■ **EXERCISE**: The answer consists solely of the data below, reproduced exactly.

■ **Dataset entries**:
_ _ _ _
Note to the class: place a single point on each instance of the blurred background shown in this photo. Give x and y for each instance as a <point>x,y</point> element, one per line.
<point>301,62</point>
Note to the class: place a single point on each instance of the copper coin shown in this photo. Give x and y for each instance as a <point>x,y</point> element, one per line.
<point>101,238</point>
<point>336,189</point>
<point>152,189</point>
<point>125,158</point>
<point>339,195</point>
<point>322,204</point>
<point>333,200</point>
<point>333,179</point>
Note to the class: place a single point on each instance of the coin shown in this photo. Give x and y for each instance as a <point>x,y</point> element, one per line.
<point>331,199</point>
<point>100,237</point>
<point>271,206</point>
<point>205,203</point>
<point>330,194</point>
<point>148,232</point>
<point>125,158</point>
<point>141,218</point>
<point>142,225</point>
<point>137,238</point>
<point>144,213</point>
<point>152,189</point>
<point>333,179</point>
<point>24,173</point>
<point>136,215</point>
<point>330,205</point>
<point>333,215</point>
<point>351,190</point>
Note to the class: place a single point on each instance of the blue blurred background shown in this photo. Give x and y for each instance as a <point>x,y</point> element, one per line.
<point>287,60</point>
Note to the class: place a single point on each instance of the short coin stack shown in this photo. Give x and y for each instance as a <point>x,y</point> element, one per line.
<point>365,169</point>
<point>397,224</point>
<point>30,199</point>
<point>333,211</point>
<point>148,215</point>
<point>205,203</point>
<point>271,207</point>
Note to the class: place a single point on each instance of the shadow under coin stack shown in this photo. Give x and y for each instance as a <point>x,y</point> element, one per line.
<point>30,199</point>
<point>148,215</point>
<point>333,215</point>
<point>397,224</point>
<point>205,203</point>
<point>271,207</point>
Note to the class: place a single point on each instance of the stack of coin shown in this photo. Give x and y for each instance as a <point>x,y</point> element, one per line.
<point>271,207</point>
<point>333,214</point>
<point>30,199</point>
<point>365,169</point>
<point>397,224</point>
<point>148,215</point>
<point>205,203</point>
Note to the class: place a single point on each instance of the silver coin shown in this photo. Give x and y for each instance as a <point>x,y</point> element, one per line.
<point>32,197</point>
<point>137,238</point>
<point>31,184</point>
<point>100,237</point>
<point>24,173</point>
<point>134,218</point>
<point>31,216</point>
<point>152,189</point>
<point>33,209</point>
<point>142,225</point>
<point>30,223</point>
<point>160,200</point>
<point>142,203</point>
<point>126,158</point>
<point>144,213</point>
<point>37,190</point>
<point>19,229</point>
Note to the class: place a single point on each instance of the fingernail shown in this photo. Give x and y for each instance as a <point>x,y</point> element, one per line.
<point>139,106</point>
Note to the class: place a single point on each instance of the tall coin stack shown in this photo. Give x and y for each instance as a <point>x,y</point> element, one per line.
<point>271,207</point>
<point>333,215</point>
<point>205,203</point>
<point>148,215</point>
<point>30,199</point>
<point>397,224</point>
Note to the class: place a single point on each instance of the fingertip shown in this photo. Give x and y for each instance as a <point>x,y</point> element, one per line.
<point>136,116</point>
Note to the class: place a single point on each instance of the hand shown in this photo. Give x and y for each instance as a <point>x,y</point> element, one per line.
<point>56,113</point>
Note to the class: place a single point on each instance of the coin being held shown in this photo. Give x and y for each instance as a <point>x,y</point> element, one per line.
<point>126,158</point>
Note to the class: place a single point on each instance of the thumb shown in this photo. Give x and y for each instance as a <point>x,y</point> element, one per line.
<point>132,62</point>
_ _ _ _
■ **RESULT FOR THIS EXERCISE**:
Note to the class: place a single point on each instance of the blurred background shown in this photo. Give x and y for each instance as a <point>x,y</point> element, one per line.
<point>301,62</point>
Note to the class: place a single point on each instance of the copper coin shown in this photo. Give x and y for each instance as a <point>x,y</point> element, one per line.
<point>101,238</point>
<point>336,189</point>
<point>152,189</point>
<point>125,158</point>
<point>339,195</point>
<point>322,204</point>
<point>333,200</point>
<point>333,179</point>
Note to the class: place a single point on each instance of the coin shown in this photo. Give x and y for each instance as a <point>x,y</point> element, one per line.
<point>331,199</point>
<point>100,237</point>
<point>271,206</point>
<point>205,203</point>
<point>330,194</point>
<point>148,232</point>
<point>125,158</point>
<point>141,218</point>
<point>142,225</point>
<point>137,238</point>
<point>144,213</point>
<point>152,189</point>
<point>333,179</point>
<point>24,173</point>
<point>136,215</point>
<point>330,205</point>
<point>333,215</point>
<point>351,190</point>
Note to the class: place a single point on each instance of the blue blurred background shown in this photo. Give x and y for each instance as a <point>x,y</point> element, one per line.
<point>287,60</point>
Note to the class: place a single point on each instance of the short coin stack shown in this photo. Give x and y for each instance as a <point>x,y</point> element, one per line.
<point>365,169</point>
<point>397,224</point>
<point>30,199</point>
<point>333,211</point>
<point>148,215</point>
<point>205,203</point>
<point>271,207</point>
Note to the class: place a single point on each instance of the shadow under coin stack shown in this photo. Give x and y for each instance as a <point>x,y</point> element, one per line.
<point>30,199</point>
<point>148,215</point>
<point>333,215</point>
<point>397,224</point>
<point>205,203</point>
<point>271,207</point>
Note to the class: place a single point on each instance of the stack of coin shown in this photo. Give x and y for each instance as a <point>x,y</point> element, one per line.
<point>271,207</point>
<point>333,214</point>
<point>30,199</point>
<point>365,169</point>
<point>397,224</point>
<point>148,215</point>
<point>205,203</point>
Note to the class: place a single point on each instance of the silver coin shown in this photo. Give x and y for each instance as a <point>x,y</point> element, one per line.
<point>32,197</point>
<point>137,238</point>
<point>31,184</point>
<point>100,237</point>
<point>24,173</point>
<point>134,218</point>
<point>31,216</point>
<point>152,189</point>
<point>33,209</point>
<point>142,225</point>
<point>30,223</point>
<point>160,200</point>
<point>142,203</point>
<point>126,158</point>
<point>144,213</point>
<point>37,190</point>
<point>19,229</point>
Note to the class: place a single point on each instance of the fingernail shown in this photo. Give x and y for each instance as a <point>x,y</point> element, one per line.
<point>139,106</point>
Note to the class: place a single point on each instance of the tall coin stack shown in this photo. Give x and y for each instance as a <point>x,y</point> element, one per line.
<point>271,207</point>
<point>333,215</point>
<point>205,203</point>
<point>148,215</point>
<point>30,199</point>
<point>397,224</point>
Note to the class: place a single point on each instance of the fingertip shown in this photo. Give x and y for each instance as a <point>x,y</point> element, one per line.
<point>136,116</point>
Note to the class: place a single point on each instance of the hand shown in this photo. Give x and y for each instance as a <point>x,y</point> element, one per line.
<point>56,113</point>
Note to the class: place a single point on each instance of the coin being held shown in this photo. Give x and y for each instance as a <point>x,y</point> element, one per line.
<point>126,158</point>
Note to the class: place a single point on each instance of the thumb shown in this photo. Give x and y for each instance as a <point>x,y</point> element, one per line.
<point>132,62</point>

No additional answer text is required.